Segment Open
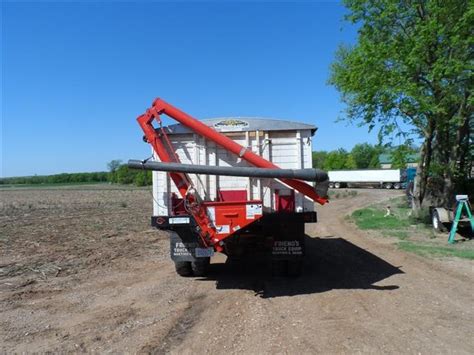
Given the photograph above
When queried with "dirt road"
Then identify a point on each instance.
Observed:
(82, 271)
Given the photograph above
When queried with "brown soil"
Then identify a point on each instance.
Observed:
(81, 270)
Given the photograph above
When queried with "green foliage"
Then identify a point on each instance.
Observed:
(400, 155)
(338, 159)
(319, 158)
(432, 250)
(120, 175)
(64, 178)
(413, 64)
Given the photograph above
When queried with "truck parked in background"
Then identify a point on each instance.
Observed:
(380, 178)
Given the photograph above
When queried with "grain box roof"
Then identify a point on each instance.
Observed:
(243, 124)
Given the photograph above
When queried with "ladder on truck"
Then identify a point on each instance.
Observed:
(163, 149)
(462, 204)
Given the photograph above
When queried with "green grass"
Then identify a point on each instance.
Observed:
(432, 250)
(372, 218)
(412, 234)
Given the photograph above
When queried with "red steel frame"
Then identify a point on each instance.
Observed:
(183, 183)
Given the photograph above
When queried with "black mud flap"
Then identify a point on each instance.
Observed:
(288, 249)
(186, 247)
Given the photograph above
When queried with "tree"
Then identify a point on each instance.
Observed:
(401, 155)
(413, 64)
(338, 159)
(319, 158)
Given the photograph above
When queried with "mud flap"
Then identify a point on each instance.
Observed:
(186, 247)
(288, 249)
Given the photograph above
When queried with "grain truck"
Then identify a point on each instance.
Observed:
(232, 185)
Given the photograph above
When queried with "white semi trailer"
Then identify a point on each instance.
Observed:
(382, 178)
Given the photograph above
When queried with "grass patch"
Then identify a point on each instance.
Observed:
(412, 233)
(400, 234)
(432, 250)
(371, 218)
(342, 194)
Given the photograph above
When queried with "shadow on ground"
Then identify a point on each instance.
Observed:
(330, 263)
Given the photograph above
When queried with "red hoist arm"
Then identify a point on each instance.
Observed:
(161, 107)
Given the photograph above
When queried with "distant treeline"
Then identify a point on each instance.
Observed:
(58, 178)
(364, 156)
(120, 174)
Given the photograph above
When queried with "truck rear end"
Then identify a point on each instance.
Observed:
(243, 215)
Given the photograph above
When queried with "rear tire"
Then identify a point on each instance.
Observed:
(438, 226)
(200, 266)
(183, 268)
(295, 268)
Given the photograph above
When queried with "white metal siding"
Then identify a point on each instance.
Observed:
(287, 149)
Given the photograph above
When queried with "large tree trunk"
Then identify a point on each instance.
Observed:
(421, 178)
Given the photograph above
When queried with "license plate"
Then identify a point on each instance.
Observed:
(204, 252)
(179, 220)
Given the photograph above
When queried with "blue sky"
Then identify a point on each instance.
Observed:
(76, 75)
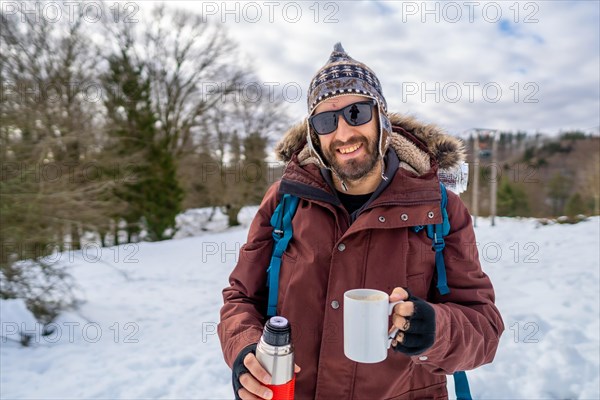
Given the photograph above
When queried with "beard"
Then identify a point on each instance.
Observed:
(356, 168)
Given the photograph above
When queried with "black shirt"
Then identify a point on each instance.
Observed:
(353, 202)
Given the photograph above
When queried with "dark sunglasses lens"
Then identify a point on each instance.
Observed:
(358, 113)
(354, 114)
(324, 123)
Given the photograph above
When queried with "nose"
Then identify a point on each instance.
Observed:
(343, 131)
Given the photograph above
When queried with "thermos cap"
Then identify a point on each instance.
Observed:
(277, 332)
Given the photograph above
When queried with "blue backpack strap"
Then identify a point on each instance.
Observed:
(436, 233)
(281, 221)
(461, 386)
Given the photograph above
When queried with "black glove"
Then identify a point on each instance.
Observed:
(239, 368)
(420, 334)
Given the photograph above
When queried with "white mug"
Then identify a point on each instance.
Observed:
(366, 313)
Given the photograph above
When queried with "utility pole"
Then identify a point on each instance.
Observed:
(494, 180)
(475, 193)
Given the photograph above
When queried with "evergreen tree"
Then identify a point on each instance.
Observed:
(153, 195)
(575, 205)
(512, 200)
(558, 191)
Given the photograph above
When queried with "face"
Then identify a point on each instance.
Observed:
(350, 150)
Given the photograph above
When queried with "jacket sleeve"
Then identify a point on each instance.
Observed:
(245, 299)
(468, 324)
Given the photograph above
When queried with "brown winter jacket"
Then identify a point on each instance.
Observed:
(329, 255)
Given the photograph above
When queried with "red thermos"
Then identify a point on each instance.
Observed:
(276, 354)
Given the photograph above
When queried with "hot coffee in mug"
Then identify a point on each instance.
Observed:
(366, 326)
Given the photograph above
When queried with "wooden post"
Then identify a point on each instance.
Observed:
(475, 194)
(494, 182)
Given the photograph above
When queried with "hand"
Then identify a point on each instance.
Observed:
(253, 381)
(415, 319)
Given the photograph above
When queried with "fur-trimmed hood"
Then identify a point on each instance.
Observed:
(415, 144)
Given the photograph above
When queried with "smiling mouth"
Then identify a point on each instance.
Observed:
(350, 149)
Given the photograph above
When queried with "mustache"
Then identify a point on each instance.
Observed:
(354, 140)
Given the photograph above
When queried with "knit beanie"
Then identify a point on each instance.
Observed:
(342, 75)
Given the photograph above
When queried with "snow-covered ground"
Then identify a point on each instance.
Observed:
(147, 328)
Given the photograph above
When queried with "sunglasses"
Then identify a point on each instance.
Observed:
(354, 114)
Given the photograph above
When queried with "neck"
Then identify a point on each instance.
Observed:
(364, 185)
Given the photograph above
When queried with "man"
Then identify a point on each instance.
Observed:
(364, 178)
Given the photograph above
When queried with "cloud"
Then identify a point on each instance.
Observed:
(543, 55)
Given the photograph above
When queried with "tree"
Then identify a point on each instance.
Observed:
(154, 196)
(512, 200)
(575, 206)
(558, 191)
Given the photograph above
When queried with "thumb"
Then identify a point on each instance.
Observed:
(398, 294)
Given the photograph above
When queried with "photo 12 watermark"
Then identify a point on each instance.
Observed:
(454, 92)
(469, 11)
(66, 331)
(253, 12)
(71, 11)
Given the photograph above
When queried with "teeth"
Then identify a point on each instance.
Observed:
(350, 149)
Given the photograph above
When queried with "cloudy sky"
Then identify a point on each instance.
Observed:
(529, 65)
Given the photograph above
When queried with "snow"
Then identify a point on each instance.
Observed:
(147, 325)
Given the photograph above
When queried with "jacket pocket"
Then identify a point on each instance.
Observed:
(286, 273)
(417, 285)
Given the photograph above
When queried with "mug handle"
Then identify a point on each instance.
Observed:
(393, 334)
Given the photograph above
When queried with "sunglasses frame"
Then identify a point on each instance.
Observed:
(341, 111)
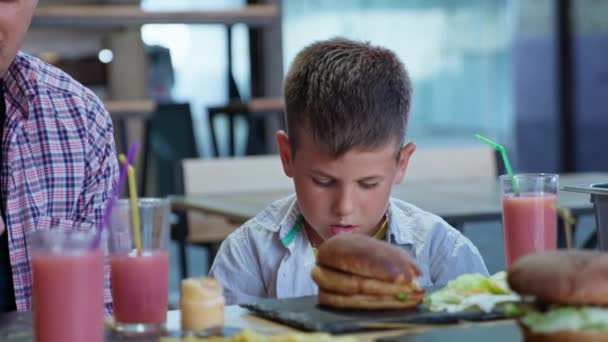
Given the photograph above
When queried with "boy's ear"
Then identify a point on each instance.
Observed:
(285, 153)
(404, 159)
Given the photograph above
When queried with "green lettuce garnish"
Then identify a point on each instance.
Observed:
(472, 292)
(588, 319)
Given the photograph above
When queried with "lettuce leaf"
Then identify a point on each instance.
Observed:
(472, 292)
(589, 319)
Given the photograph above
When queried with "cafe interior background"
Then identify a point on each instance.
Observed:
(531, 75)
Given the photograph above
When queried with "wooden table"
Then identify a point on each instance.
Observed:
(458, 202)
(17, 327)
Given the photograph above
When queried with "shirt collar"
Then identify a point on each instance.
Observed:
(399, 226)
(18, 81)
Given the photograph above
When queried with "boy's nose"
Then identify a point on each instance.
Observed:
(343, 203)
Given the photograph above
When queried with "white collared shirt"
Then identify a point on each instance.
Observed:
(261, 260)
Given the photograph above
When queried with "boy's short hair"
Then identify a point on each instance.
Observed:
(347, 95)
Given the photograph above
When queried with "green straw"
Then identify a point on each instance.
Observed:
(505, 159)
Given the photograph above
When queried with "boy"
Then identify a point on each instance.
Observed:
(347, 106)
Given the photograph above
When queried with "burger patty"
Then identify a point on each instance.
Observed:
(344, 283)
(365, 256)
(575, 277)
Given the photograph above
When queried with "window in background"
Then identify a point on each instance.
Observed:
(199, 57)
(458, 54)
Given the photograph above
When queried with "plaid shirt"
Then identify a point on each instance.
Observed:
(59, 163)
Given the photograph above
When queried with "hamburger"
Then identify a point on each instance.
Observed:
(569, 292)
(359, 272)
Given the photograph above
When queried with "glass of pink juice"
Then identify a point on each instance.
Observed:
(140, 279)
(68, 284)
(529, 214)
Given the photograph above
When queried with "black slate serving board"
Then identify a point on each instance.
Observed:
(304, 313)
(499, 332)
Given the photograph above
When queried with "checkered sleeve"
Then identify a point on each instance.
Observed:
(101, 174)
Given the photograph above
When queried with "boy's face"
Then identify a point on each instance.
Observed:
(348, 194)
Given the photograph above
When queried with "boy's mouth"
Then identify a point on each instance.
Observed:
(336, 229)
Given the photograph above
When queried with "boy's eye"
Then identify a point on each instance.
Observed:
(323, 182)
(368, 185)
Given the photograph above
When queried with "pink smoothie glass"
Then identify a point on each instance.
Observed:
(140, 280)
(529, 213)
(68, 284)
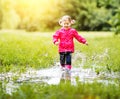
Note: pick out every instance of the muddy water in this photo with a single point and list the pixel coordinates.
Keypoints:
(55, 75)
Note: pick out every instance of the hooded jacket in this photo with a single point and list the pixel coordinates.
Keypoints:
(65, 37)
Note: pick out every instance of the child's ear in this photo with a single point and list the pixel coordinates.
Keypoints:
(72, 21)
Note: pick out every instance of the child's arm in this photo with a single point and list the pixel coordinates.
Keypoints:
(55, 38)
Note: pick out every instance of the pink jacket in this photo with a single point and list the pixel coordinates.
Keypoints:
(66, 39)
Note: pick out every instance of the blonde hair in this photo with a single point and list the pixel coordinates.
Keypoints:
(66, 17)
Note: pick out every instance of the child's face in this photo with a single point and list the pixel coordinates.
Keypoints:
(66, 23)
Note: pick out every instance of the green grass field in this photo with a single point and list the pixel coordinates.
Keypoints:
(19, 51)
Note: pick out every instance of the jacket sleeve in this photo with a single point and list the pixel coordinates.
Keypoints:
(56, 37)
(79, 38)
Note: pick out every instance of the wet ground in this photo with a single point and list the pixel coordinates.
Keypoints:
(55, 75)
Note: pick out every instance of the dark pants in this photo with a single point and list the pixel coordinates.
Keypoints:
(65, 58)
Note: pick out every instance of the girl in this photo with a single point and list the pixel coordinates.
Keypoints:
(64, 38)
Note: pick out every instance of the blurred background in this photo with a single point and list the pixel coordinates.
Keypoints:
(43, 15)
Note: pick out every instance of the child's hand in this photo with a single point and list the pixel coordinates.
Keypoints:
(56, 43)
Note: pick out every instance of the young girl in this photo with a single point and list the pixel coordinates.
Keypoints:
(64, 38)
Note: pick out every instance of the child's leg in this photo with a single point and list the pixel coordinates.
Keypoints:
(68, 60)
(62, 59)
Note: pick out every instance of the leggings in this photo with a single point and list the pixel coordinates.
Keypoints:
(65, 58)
Segment Closed
Segment Open
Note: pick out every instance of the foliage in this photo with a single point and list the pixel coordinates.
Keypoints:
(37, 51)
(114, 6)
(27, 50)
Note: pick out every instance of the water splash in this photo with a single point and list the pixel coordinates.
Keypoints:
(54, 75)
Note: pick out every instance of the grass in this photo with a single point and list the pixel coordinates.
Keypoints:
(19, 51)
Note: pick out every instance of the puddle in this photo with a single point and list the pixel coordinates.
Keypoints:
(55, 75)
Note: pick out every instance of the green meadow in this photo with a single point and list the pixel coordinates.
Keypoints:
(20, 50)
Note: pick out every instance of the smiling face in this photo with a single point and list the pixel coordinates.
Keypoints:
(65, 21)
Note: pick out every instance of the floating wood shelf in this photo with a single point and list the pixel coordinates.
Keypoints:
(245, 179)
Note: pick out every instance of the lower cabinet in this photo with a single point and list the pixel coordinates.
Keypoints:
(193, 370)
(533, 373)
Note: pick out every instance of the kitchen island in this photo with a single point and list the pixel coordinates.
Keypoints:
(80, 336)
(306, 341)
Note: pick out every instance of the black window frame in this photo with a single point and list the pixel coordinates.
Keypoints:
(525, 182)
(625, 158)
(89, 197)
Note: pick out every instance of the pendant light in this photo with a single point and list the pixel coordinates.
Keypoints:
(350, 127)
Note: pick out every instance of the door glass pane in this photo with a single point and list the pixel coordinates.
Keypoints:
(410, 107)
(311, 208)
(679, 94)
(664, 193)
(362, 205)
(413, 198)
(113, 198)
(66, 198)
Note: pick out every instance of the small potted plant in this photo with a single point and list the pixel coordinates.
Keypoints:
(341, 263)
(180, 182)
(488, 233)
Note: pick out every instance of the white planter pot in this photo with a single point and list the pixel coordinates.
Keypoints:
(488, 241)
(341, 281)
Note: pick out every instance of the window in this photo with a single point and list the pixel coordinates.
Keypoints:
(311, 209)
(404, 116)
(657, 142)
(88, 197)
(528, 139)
Segment Closed
Segment Open
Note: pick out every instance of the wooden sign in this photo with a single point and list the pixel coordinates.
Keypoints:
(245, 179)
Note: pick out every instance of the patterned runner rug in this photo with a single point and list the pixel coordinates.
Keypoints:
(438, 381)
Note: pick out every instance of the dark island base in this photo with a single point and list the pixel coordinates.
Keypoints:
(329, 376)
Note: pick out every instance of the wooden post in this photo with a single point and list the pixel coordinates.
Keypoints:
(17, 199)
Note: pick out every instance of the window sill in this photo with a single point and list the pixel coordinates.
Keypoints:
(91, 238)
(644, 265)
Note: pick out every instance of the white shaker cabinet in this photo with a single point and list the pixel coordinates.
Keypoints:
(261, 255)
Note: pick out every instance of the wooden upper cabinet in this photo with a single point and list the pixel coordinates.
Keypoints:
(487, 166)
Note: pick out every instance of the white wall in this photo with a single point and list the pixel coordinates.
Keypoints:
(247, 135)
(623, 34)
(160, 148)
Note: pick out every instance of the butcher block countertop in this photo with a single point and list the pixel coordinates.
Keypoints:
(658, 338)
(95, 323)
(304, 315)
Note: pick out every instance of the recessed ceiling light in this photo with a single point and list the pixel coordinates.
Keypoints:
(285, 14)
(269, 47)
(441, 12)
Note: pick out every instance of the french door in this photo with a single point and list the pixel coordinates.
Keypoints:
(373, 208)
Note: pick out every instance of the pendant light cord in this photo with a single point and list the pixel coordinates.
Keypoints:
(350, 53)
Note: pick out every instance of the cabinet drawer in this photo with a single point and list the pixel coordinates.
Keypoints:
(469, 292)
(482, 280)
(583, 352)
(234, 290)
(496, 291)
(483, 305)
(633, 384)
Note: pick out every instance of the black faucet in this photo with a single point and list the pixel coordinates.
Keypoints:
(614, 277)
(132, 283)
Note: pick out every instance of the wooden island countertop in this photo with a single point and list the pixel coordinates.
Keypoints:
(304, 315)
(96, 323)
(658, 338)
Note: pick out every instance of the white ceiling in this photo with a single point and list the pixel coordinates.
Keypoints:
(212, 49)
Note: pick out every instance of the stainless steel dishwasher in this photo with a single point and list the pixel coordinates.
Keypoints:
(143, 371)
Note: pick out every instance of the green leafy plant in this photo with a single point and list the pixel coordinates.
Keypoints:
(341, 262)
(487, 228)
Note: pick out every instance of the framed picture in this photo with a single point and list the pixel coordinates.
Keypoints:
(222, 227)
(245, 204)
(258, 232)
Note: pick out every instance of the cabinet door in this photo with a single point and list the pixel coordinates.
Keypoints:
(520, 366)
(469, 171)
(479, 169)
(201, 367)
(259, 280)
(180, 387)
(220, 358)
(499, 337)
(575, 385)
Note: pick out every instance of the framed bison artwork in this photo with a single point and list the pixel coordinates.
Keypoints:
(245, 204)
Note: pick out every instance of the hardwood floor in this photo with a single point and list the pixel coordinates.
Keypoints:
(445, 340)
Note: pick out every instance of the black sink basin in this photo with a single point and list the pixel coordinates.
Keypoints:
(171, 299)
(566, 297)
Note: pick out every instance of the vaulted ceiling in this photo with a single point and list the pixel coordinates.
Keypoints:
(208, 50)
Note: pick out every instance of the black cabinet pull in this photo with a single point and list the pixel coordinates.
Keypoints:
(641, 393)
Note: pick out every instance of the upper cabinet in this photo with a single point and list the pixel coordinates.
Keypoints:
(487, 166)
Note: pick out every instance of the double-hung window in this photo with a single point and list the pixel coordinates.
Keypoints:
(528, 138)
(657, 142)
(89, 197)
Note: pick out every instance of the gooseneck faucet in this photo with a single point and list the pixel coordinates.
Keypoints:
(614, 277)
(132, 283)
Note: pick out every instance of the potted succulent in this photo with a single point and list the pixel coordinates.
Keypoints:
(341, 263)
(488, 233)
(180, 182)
Segment Closed
Among the lines above, which ones include the word "child"? Copy them.

Note: pick out every instance of the child's ear in this photo with a single point and list the pixel coordinates.
Note: pick out every instance of the child's arm in this photo with a single point and list the pixel coordinates.
Note: pick out every instance of the child's face in this photo with a single point and list the pixel coordinates.
Note: pick out every instance of the child's hand in this photo with a single point and list the pixel coordinates.
Note: pick out every instance of the child's leg in this photo with a single point and list the pixel coordinates.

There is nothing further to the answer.